Questão breve | No excerto sobre os filmes marcantes de 2017, que dois atores são apontados como exemplo de um novo par amoroso no filme de Damien Chazelle?

Excerto do texto |
28 Dez 2017 12:25
A seleção final que propomos permite olhar para as principais tendências do ano cinematográfico.
Entre os dez mais marcantes surgem três filmes que lidaram de formas diversas com a questão do racismo e das minorias, uma animação europeia, o filme português que surpreendeu o festival de Cannes, o musical e o drama independente que triunfaram nos óscares e um remake de um dos maiores clássicos da Disney.
Não ficamos indiferentes a duas grandes produções que confirmam a criatividade artística de Denis Villeneuve e Christopher Nolan.
La La Land – Melodia do Amor, Damien Chazelle
O ano de 2017 começou com uma pergunta inesperada. Qualquer coisa como: "afinal, será que o cinema musical ainda é possível?". Convenhamos que o filme de Damien Chazelle não gerou unanimidade, mas é um facto que abriu, ou melhor, reabriu uma porta que estava fechada. Afinal, é mesmo possível, continua a ser possível, fazer filmes musicais — e até, porque não?, a inventar novos pares amorosos como Ryan Gosling e Emma Stone. Em Portugal, ao título "La La Land" acrescentaram o subtítulo "Melodia de Amor", mas não era preciso: todos percebemos que o romantismo pode estar de novo na moda.

Dados recolhidos |
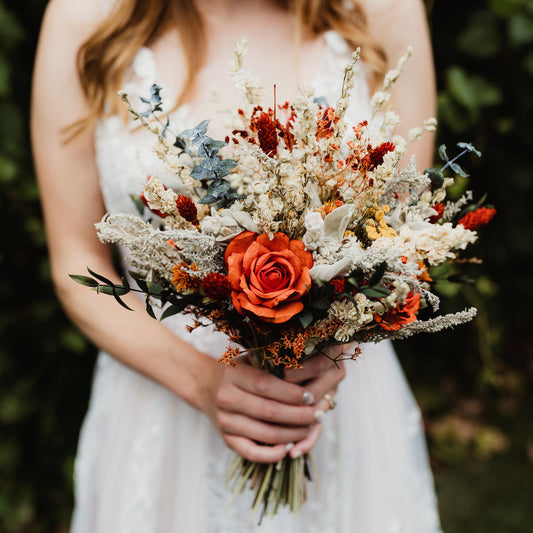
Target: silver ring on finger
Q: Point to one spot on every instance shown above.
(331, 402)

Resposta completa | São Ryan Gosling e Emma Stone.